* **Your goal**
Transcribe, word for word, the stretch of the passage about Charles Barkley's golf swing from "For Utley, Barkley's" through "the joy back.".
Excerpt provided START
For Utley, Barkley's triumphant performances or full-throated endorsement isn't the thing that is most satisfying about the project. It's the impact. "I went to his New Year's Eve party, and a group of his buddies came over and hugged me," Utley says. "Their friend was happy on the golf course again. He got the joy back.

"People ask me all the time how I fixed Charles’ mental problem. He didn't have a mental problem; he had a mechanical issue that was making it impossible to swing with any confidence. It doesn't mean he’ll never hit another bad one. But he owns his swing now. He's built a new pattern."

Back on the private practice tee at Maroon Creek, Barkley has tossed the gold-painted club and is getting ready to make that first swing with his driver. He rips a tight draw 340 yards into the breeze and watches it roll onto the base of the busy members’ practice tee at the other end of the range.

He turns and gives his famous Barkley smile: "Let's see them scatter."

Stan Utley is thriving through a major health challenge

John Loomis

You know who Stan Utley is because of his hands.

In his PGA Tour playing career, Utley never averaged much more than 250 yards off the tee, but he had one of the most consistently excellent short games in golf. He won the PGA Tour's 1989 Chattanooga Classic, and still holds the record for fewest putts over nine holes with six—set at the 2002 Air Canada Classic.
Excerpt provided END
Given material START
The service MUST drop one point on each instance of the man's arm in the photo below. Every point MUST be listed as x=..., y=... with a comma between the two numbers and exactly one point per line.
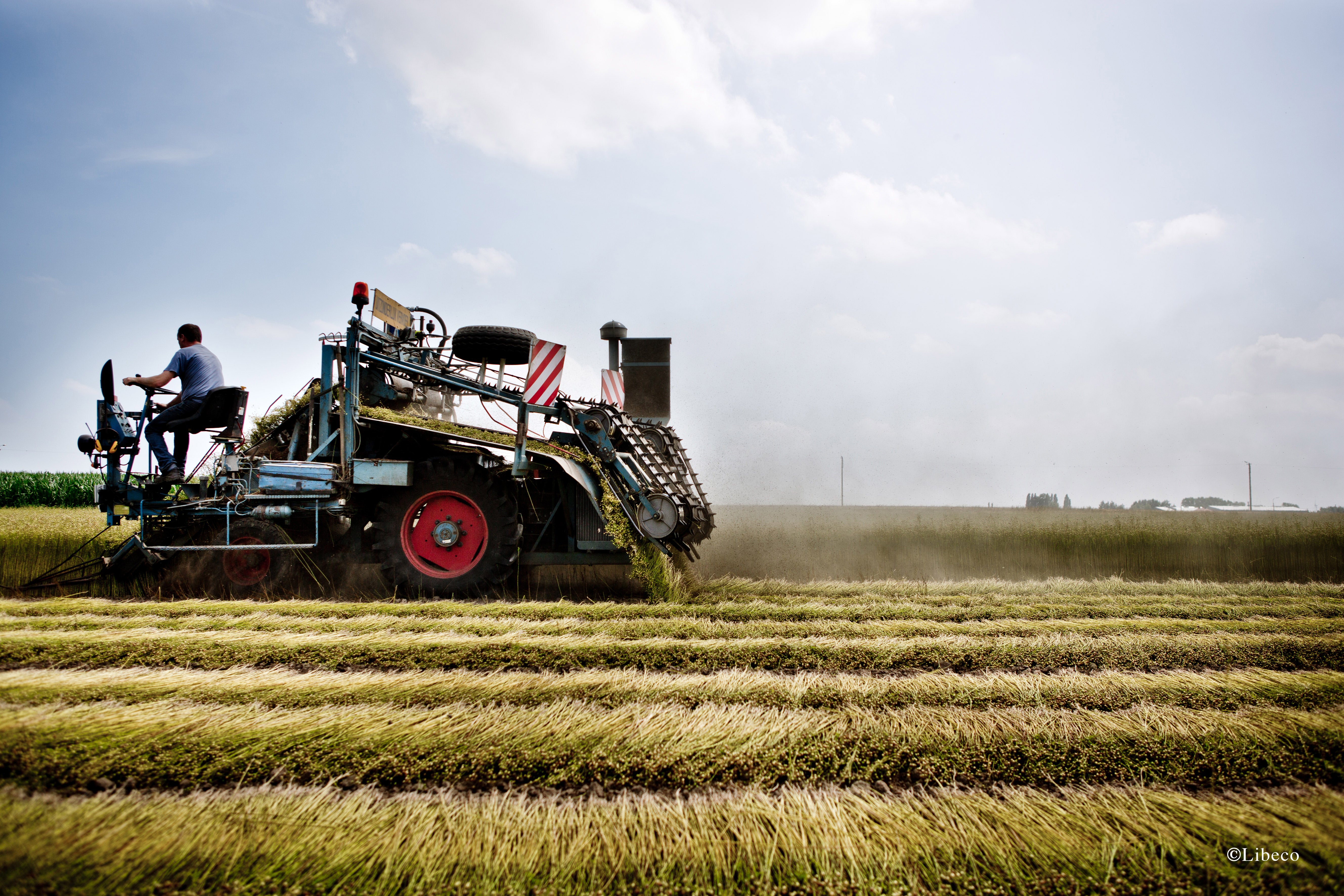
x=158, y=381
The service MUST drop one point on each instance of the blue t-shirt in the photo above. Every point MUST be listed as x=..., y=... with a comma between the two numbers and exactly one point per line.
Given material END
* **Exercise output**
For Utley, Barkley's triumphant performances or full-throated endorsement isn't the thing that is most satisfying about the project. It's the impact. "I went to his New Year's Eve party, and a group of his buddies came over and hugged me," Utley says. "Their friend was happy on the golf course again. He got the joy back.